>> Start Source
Model selection uses the Bayesian information criterion (BIC):
\begin{equation}
\text{BIC} = n \ln\!\left(\frac{\text{RSS}}{n}\right) + k \ln(n),
\label{eq:bic}
\end{equation}
with $k_A = 1$, $k_B = 4$, and the Bayes factor approximated as
\begin{equation}
\text{BF}_{BA} \approx \exp\!\left(\frac{\Delta\text{BIC}}{2}\right),
\quad \Delta\text{BIC} = \text{BIC}_A - \text{BIC}_B.
\label{eq:bf}
\end{equation}
Parameters are estimated by nonlinear least squares with a grid search over
$(P, \varphi)$ to avoid local minima.
%%%% ═══════════════════════════════════════════════════════════════════════════
\section{Results}
\label{sec:results}
\subsection{Raw Pairwise Correlations Between CR, Seismic, and Sunspot Data}
\label{sec:res:rawcorr}
Before applying any detrending, we characterise the raw statistical relationships
between all three observable time series across the three analysis windows.
This serves as the pre-detrending baseline that motivates the Hodrick--Prescott
filter analysis described in Section~\ref{sec:res:detrend}.
\subsubsection{CR index: station distribution}
The global CR index is not collapsed to a single mean.
Instead, for each 5-day bin $t$ we compute the distribution of normalised
count-rate values across all $n_t \geq 3$ contributing stations,
yielding five order statistics:
$\hat{x}_{t}^{(q)} = q\text{-th percentile}$ for $q \in \{5, 25, 50, 75, 95\}$,
together with the inter-station minimum and maximum.
All stations are normalised by their individual long-run mean before the
cross-station percentile is taken, so the station-median series has a grand
mean near unity.
The scatter panels in Figures~\ref{fig:rawinsample}--\ref{fig:rawcombined}
use $\hat{x}_{t}^{(50)}$ as the central CR value (horizontal axis) and display
the $[\hat{x}_{t}^{(5)}, \hat{x}_{t}^{(95)}]$ inter-station spread as
horizontal error bars, with the $[\hat{x}_{t}^{\min}, \hat{x}_{t}^{\max}]$
range overlaid in a lighter shade.
\subsubsection{Seismic energy metric}
The seismic activity per bin is measured by the total released seismic energy,
computed as the sum of the individual earthquake energies:
\begin{equation}
E_t = \sum_{i \in \mathcal{B}_t} 10^{1.5\, M_{W,i}},
\label{eq:energy}
\end{equation}
where $\mathcal{B}_t$ is the set of $M_W \geq 4.5$ events falling in bin $t$.
Working with $\log_{10} E_t$ removes the extreme skewness of $E_t$ and is
physically preferable to summing $M_W$ directly, which is dimensionally
inconsistent because magnitude is already a logarithmic quantity.
The $\log_{10} E_t$ axis in the scatter panels spans roughly three orders of
magnitude, reflecting the heavy-tailed Gutenberg--Richter distribution of
earthquake sizes.
\subsubsection{Sunspot number}
Daily sunspot numbers from SILSO are smoothed with a 365-day rolling mean to
suppress intra-year variability and isolate the solar-cycle envelope.
>> End Source
>> Start Supplied data
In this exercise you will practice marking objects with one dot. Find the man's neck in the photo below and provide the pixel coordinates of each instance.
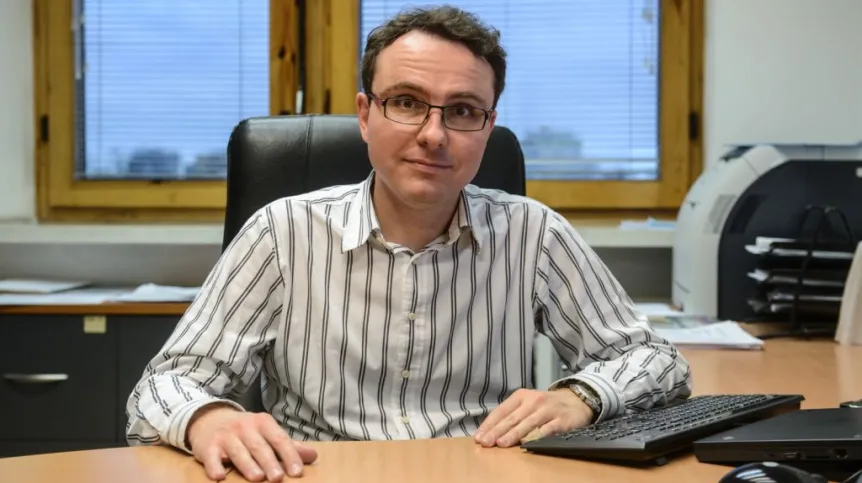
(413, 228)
>> End Supplied data
>> Start Supplied data
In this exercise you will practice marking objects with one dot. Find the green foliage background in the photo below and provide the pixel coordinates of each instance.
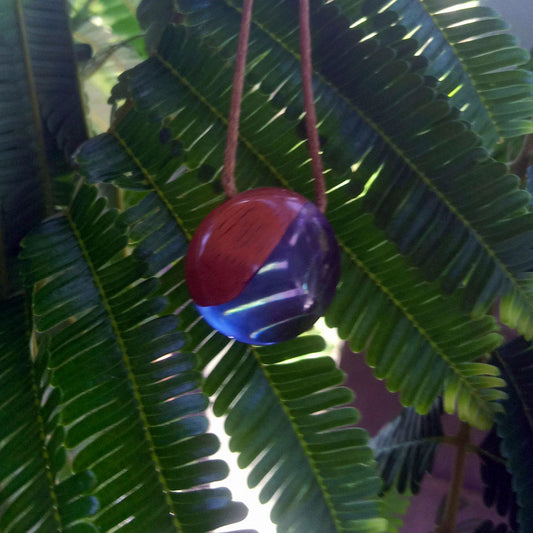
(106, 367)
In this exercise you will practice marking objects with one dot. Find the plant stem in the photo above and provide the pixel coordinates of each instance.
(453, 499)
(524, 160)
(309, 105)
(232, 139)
>> End Supplied data
• _Required tasks_
(A) Transcribe everything in the LaTeX text on cosmic rays, earthquakes, and sunspots from "This serves as" down to "minimum and maximum.".
(B) Go on with the LaTeX text on cosmic rays, earthquakes, and sunspots, starting right after its last sentence.

• _Expected responses_
(A)
This serves as the pre-detrending baseline that motivates the Hodrick--Prescott
filter analysis described in Section~\ref{sec:res:detrend}.
\subsubsection{CR index: station distribution}
The global CR index is not collapsed to a single mean.
Instead, for each 5-day bin $t$ we compute the distribution of normalised
count-rate values across all $n_t \geq 3$ contributing stations,
yielding five order statistics:
$\hat{x}_{t}^{(q)} = q\text{-th percentile}$ for $q \in \{5, 25, 50, 75, 95\}$,
together with the inter-station minimum and maximum.

(B)
Each 5-day bin carries both the smoothed value (scatter-plot axis) and the
daily min--max spread within that bin (shown as additional horizontal error
bars on the sunspot axis in Figure~\ref{fig:rawinsample}--\ref{fig:rawcombined},
panel 3).
\subsubsection{Correlation results}
We compute both Pearson $r$ (linear; Fisher $z$-transform 95\% CI) and
Spearman $\rho$ (rank-based; appropriate for the heavy-tailed marginal
distributions of $E_t$ and CR flux).
Bonferroni correction for $3\ \text{pairs} \times 3\ \text{windows} = 9$
tests is applied; star levels refer to the corrected $p$-values.
Full results are given in Table~\ref{tab:rawcorr}.
\paragraph{CR vs.\ seismicity.}
The raw Pearson correlation between the station-median CR index and
$\log_{10} E_t$ is $r = 0.057$ in the in-sample window ($N = 3214$ bins,
$p_\text{Bonf} = 0.011$, $\rho = 0.071$, $p_\text{Bonf} < 10^{-3}$) and
$r = 0.046$ in the OOS window ($N = 390$, $p_\text{Bonf} = 1.0$).
The correlation is thus only marginally significant after correction and
disappears entirely in the independent OOS window.
Using the station-95th-percentile CR series in place of the median
amplifies the correlation slightly ($r = 0.069$ in-sample), suggesting that
high-flux excursions drive the signal.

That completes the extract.